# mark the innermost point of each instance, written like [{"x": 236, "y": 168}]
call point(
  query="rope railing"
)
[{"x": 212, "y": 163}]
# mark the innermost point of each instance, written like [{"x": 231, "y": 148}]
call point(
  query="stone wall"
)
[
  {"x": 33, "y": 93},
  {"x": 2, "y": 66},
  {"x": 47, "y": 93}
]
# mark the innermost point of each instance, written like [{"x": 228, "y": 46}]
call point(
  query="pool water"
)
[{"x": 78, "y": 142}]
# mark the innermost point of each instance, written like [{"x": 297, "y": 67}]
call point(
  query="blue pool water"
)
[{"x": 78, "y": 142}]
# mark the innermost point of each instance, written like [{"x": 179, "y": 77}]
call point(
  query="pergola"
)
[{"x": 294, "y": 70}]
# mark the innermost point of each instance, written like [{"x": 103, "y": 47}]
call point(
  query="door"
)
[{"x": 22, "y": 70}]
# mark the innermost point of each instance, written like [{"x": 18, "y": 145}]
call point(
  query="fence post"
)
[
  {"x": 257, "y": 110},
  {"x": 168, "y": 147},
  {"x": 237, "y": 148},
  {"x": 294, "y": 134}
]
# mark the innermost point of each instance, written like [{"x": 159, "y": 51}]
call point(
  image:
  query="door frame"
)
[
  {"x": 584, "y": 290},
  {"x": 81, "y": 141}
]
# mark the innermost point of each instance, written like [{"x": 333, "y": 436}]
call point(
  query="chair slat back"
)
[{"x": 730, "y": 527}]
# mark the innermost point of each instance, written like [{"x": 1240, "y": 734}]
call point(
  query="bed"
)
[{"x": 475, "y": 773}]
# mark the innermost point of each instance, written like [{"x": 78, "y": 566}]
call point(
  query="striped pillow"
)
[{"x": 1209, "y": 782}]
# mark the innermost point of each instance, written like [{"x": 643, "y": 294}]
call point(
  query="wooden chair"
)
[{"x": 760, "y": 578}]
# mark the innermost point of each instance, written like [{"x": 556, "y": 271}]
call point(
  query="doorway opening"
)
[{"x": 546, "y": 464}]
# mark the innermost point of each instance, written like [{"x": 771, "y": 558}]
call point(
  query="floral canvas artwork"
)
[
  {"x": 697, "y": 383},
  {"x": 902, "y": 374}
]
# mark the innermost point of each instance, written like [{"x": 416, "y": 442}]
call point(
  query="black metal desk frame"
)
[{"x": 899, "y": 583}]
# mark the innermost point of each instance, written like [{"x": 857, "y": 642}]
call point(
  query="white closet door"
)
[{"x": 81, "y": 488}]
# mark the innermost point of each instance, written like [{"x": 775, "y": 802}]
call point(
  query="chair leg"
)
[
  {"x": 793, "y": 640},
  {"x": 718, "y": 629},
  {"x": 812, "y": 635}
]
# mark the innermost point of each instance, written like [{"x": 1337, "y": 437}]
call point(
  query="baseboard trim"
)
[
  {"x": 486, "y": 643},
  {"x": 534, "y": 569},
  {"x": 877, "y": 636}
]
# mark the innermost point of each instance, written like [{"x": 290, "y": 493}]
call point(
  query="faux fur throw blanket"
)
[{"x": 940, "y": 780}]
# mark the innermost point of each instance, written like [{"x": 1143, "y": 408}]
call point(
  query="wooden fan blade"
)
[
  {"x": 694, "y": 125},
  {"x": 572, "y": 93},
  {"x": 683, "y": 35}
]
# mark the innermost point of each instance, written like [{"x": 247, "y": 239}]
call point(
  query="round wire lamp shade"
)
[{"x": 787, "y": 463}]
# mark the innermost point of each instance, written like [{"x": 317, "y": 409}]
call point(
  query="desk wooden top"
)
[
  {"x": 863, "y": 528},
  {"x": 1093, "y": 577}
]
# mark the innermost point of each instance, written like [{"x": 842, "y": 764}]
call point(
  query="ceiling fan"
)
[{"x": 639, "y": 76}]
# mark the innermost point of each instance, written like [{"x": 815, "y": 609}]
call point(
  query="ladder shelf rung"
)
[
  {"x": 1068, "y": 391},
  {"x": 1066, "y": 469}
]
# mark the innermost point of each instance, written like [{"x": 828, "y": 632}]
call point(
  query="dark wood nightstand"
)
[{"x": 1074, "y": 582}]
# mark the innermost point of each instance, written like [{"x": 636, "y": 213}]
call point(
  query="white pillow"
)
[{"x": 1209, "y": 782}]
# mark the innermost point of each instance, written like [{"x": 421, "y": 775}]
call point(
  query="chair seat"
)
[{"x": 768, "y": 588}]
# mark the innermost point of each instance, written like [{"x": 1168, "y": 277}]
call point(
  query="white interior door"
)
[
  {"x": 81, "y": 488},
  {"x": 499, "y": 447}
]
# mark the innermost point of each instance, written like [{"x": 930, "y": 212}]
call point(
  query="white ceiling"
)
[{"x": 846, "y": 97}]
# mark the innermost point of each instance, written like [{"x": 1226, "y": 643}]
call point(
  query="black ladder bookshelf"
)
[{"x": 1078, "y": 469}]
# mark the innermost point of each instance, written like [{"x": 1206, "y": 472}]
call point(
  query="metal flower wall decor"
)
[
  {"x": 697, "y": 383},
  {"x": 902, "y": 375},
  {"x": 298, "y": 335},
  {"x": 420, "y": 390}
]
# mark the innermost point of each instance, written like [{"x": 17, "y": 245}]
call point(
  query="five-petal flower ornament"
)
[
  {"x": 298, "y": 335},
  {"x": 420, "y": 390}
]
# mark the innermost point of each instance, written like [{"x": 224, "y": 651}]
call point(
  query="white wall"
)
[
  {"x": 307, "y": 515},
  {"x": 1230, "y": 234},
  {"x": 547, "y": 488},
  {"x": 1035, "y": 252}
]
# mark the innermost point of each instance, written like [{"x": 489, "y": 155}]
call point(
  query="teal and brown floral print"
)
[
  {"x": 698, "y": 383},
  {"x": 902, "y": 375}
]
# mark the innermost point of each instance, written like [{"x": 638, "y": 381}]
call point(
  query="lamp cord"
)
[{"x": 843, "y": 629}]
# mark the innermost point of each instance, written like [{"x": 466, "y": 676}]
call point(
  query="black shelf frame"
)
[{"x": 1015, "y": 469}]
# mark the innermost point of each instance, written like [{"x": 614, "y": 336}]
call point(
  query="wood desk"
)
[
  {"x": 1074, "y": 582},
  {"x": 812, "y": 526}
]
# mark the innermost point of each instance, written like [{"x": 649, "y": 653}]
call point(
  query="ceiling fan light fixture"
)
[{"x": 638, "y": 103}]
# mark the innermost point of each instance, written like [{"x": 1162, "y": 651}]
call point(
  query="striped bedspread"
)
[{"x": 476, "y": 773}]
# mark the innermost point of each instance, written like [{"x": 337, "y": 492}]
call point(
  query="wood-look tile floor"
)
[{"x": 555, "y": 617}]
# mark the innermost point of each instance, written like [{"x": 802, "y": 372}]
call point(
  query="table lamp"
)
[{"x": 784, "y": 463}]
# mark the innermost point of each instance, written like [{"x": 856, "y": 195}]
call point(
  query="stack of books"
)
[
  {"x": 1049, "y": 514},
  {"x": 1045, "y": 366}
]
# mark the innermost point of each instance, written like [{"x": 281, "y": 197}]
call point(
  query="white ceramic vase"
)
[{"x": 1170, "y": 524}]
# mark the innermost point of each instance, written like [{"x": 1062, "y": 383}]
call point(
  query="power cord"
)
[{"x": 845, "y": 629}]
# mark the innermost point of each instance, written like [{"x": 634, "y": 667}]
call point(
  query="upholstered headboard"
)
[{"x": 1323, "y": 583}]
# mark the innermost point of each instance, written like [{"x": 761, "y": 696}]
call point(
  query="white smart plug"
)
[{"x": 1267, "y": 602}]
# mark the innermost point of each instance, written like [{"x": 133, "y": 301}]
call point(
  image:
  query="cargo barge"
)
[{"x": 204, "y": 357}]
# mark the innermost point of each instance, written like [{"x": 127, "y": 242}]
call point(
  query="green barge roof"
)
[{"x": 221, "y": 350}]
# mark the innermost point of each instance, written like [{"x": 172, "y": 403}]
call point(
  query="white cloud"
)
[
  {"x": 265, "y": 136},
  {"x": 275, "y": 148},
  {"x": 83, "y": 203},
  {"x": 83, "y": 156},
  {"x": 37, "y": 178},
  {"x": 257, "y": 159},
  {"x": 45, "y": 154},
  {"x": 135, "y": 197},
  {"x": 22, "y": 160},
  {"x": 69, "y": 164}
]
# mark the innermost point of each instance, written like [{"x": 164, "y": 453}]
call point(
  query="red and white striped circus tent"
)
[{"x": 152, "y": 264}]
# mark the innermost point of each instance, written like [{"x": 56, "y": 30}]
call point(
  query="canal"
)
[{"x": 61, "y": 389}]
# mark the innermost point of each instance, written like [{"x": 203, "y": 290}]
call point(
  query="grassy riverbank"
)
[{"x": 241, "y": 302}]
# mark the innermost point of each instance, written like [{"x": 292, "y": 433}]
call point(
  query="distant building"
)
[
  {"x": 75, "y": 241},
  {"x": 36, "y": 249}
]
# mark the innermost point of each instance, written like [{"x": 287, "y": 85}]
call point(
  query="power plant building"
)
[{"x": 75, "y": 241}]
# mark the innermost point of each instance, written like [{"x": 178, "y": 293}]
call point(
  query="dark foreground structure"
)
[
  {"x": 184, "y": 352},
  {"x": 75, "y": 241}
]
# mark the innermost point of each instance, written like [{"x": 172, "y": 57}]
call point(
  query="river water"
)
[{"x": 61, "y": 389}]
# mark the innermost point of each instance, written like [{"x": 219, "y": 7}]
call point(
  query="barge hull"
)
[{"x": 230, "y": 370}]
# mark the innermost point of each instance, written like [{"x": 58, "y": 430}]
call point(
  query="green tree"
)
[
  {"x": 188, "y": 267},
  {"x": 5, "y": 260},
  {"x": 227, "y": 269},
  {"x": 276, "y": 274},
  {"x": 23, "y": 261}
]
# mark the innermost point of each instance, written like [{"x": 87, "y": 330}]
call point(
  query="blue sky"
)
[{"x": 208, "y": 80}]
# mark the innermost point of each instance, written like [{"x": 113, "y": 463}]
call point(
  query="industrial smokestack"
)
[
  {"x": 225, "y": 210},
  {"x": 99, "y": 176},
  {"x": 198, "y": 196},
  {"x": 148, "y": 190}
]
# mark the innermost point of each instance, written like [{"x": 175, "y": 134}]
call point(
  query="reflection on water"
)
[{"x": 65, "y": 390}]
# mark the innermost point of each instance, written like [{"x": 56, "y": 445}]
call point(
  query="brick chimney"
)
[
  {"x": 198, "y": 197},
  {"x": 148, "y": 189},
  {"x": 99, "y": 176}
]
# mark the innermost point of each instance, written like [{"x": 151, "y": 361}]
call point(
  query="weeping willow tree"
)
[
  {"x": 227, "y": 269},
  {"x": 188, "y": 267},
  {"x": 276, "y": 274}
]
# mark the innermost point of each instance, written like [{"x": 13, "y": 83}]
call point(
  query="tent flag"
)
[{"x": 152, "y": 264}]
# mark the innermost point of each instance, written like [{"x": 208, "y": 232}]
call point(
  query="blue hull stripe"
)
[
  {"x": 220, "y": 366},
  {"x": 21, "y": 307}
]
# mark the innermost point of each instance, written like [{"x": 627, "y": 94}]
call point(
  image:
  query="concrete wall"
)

» EXERCISE DETAILS:
Gather every line of the items above that contains the string "green", and treat uppercase and lowercase as different.

» WORKED SOLUTION:
  query="green barge roof"
  query="green tree"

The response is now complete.